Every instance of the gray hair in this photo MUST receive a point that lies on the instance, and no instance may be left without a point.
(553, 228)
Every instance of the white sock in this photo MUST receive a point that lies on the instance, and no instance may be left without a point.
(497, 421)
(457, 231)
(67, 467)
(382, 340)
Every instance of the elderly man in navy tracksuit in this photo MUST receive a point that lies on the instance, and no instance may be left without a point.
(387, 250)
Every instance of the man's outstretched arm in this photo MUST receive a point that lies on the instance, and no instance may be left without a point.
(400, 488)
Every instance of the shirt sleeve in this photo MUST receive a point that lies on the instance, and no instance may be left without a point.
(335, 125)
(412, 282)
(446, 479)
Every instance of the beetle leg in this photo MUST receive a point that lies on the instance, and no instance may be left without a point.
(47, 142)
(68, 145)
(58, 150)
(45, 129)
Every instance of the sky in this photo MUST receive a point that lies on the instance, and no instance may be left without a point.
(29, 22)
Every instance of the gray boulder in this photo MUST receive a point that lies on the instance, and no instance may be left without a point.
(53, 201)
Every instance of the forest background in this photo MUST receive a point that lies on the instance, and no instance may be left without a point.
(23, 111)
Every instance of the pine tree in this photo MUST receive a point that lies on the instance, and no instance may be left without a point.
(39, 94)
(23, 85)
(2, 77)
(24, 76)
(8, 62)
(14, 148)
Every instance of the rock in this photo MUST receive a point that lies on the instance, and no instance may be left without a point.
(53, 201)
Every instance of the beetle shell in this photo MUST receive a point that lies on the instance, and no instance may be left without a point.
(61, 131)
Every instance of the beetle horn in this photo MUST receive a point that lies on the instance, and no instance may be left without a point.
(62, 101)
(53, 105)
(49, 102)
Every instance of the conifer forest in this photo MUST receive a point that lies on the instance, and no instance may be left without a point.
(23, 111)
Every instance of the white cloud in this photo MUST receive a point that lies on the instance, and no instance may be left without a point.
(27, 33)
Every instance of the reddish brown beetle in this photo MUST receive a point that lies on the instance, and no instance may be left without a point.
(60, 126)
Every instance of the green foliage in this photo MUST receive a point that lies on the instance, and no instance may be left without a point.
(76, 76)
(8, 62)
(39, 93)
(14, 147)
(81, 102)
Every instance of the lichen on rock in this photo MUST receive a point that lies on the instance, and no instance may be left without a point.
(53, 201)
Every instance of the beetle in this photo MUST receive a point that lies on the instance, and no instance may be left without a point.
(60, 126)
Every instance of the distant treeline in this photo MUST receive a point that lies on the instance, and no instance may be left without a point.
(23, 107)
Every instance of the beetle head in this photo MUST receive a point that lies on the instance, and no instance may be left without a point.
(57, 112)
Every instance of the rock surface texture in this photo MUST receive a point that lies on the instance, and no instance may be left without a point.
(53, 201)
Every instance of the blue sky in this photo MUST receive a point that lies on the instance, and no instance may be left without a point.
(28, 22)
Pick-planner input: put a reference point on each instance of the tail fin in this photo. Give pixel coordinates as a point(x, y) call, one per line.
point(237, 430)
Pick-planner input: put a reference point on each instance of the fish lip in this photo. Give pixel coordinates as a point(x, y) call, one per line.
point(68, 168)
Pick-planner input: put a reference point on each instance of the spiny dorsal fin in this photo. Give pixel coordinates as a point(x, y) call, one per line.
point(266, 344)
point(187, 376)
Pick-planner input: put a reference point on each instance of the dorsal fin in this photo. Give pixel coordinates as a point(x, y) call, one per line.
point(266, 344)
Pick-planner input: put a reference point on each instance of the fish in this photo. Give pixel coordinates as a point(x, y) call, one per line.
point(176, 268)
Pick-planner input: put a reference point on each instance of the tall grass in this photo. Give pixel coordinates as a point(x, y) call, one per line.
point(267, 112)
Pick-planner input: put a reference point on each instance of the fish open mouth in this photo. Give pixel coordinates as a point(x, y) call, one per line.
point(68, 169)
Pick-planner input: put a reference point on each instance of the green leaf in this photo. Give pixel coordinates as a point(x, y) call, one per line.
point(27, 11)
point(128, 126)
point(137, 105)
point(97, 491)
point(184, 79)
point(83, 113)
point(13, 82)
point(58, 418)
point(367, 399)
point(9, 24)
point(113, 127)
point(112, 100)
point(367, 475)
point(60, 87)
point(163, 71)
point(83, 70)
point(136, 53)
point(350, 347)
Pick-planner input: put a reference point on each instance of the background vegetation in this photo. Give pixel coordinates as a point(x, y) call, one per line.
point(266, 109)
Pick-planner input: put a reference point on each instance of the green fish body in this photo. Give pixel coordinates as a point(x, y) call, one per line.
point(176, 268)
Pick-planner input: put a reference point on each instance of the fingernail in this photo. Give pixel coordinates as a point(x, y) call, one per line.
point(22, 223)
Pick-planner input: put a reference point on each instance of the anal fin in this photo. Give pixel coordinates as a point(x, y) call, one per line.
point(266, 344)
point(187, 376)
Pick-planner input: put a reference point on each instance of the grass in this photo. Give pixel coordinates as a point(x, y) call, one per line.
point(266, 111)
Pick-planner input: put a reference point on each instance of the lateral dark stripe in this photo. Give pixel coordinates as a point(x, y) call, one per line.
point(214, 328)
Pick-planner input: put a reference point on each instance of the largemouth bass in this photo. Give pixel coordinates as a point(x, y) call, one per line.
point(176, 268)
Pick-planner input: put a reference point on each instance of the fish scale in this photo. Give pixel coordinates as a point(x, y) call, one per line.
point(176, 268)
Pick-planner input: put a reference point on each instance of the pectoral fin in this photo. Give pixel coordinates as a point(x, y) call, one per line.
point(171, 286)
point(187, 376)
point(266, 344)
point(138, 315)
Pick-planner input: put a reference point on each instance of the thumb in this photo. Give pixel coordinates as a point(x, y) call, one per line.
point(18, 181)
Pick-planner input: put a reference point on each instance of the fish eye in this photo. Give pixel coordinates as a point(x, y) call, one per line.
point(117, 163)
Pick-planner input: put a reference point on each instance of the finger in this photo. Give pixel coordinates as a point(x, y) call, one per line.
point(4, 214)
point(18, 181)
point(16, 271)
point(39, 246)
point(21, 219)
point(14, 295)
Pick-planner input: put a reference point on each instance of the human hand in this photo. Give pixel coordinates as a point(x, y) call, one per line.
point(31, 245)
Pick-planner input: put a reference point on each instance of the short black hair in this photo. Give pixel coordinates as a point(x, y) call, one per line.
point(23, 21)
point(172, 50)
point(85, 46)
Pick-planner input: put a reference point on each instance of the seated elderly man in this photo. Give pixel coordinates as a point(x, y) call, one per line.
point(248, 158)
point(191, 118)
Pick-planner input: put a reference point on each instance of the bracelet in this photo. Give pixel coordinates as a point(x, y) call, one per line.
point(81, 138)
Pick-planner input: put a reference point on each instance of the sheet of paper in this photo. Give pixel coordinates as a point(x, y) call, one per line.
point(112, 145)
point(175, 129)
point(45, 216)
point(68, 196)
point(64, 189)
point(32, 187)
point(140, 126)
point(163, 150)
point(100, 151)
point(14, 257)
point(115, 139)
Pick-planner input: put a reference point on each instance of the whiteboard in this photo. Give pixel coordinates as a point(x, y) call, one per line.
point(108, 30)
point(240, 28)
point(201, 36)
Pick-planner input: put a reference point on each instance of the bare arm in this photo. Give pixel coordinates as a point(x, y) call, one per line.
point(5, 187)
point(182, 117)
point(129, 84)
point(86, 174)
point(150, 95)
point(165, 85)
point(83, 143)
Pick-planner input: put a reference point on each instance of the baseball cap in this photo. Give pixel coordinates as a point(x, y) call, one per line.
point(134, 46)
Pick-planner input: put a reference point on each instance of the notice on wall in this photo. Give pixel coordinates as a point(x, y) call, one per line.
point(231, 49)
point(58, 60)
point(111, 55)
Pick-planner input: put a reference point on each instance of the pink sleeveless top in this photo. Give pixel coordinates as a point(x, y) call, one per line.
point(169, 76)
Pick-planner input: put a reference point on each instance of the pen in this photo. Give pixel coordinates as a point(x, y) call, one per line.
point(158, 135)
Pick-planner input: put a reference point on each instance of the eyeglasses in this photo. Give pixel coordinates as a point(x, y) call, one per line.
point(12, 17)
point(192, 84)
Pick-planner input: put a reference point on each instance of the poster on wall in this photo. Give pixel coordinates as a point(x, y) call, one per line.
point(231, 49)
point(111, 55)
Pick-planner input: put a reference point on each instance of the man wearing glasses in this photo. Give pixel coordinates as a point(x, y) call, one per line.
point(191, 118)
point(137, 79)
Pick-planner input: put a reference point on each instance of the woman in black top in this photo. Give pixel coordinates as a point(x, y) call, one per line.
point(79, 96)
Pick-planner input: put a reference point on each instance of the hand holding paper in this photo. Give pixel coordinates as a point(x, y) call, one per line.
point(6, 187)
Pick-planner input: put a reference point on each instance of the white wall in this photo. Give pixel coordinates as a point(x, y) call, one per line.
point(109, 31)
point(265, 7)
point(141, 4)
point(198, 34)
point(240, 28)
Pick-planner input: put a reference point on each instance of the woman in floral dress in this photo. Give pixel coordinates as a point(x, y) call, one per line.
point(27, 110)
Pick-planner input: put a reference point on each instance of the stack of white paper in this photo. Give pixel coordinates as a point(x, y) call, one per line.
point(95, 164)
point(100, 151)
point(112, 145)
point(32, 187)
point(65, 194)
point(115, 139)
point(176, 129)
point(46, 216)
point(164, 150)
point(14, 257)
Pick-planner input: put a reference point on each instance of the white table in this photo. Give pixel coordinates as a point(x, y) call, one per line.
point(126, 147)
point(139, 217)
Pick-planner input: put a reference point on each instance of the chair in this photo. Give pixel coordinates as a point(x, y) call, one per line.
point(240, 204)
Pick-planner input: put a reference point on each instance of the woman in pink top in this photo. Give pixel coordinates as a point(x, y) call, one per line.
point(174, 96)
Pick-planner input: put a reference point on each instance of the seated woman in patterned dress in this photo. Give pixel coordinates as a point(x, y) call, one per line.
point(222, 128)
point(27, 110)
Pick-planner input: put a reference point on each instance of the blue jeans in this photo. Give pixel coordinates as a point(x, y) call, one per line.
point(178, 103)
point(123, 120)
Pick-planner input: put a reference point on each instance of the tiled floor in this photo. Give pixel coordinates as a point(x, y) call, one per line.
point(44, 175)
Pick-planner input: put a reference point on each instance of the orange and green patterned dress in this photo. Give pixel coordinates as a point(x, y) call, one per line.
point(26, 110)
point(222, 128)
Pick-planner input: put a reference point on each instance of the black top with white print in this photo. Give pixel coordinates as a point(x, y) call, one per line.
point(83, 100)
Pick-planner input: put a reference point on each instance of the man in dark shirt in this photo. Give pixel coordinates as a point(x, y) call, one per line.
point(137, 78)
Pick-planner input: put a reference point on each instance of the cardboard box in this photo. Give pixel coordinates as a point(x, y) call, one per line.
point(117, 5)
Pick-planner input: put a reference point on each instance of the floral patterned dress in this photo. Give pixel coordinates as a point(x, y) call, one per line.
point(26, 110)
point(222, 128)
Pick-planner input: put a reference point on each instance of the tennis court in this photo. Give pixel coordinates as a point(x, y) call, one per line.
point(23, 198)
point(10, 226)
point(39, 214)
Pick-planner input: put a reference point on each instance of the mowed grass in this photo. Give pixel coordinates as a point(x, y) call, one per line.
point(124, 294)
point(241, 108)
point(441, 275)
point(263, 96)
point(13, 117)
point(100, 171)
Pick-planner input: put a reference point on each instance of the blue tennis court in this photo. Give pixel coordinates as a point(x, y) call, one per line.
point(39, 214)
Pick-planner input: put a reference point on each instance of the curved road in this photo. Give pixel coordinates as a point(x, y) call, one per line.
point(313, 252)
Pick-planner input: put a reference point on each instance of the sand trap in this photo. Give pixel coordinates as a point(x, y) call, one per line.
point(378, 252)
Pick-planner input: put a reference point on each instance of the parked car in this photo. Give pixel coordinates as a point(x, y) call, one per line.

CHALLENGE - Extract the lines above from the one containing "the blue tennis" to the last line, both included, exactly as written.

SOLUTION FOR THIS PROBLEM -
Pick-planner input: put a reference point on each instance of the blue tennis court in this photo. Give pixel coordinates as a point(x, y) call, one per line.
point(39, 214)
Pick-planner input: put a reference point on each instance of the curved road in this photo. Give pixel coordinates as a point(x, y) call, one per line.
point(313, 252)
Pick-planner input: put a reference point on each instance of the sand trap in this photo. Give pixel coordinates as a point(x, y) call, one per line.
point(378, 252)
Pick-planner input: put a reference point on each instance of the parked car in this photo. Give pixel coordinates as a point(x, y) call, one per line.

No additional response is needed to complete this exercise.